[begin PAGE EXCERPT]
# Line drying clothes - lint question



## country4me

Have a question for those that line dry their clothes. 

How do you get rid of the lint on your clothes? I wear navy blue shirts to work & they come out with lint on them. I hate to put them in the dryer, even for a short time-I don't want them to shrink!

Any suggestions - thanks!


----------



## Fowler

Stop washing your shirts with towels?....LOL


----------



## NamasteMama

I have the same issue and i don't wash my shirts with my towels. I wonder if there is anything to be done?


----------



## country4me

Shirts are never washed w/towels. I only wash them w/like colors & blue jeans.


----------



## Louisiana Mom

I wash my husband's navy & black t-shirts (what he wears to work everyday) by themselves. The jeans will put lint on them too. I know it's an extra wash, but it will work.


----------



## Chief Cook

Funny I can't remember ever having a lint problem on line dried clothes. Except for the tissue someone left in their pocket! Oh heck yeah, now I remember! I just popped them a few times before I hung them out. I guess the wind blew enough to take care of it. My lines are on a frame my FIL made for me. He used a hub from a pickup and it spins around. In the spring it looks like a helicopter with levis!!! Does your dryer have "Air Only" or "Air Fluff"? There is no heat so you shouldn't have a problem with anything shrinking. Hope the best for you!


----------



## gran26

My first two automatic washers had lint filters which I would remove and clean between loads; The last two I purchased dont have (maybe some do but I didnt see them).
The only thing that works for me as far as removing lint on dark clothing 
is this: when the wash water starts emptying, before the rinse cycle begins, 
open washer and pull clothing up out of the water. Hold clothing til wash water has
drained then drop it back into the washer to go through the rinse cycle. 
This is some trouble but is the only thing I have found that works for me.
[end PAGE EXCERPT]
[begin DATASET CONTENT]
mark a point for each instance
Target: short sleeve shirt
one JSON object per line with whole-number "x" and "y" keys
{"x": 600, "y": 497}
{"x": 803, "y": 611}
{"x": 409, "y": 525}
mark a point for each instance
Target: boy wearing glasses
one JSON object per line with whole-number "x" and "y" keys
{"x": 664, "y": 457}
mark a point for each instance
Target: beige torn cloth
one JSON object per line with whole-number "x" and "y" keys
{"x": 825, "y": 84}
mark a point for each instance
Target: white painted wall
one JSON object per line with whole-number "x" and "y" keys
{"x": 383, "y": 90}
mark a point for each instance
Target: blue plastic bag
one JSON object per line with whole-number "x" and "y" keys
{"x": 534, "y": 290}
[end DATASET CONTENT]
- TASK REQUIREMENTS:
[a] Answer these about the lint thread, each on its own line:
(i) What color are the shirts country4me wears to work?
(ii) What did Chief Cook's FIL use to make the clothesline frame?
(iii) What did gran26's first two automatic washers have?
[b] Transcribe the lint thread word for word, from "# Line drying" up to and including "suggestions - thanks!".

- FINAL RESULTS:
[a]
(i) Navy blue
(ii) A hub from a pickup
(iii) Lint filters

[b]
# Line drying clothes - lint question



## country4me

Have a question for those that line dry their clothes. 

How do you get rid of the lint on your clothes? I wear navy blue shirts to work & they come out with lint on them. I hate to put them in the dryer, even for a short time-I don't want them to shrink!

Any suggestions - thanks!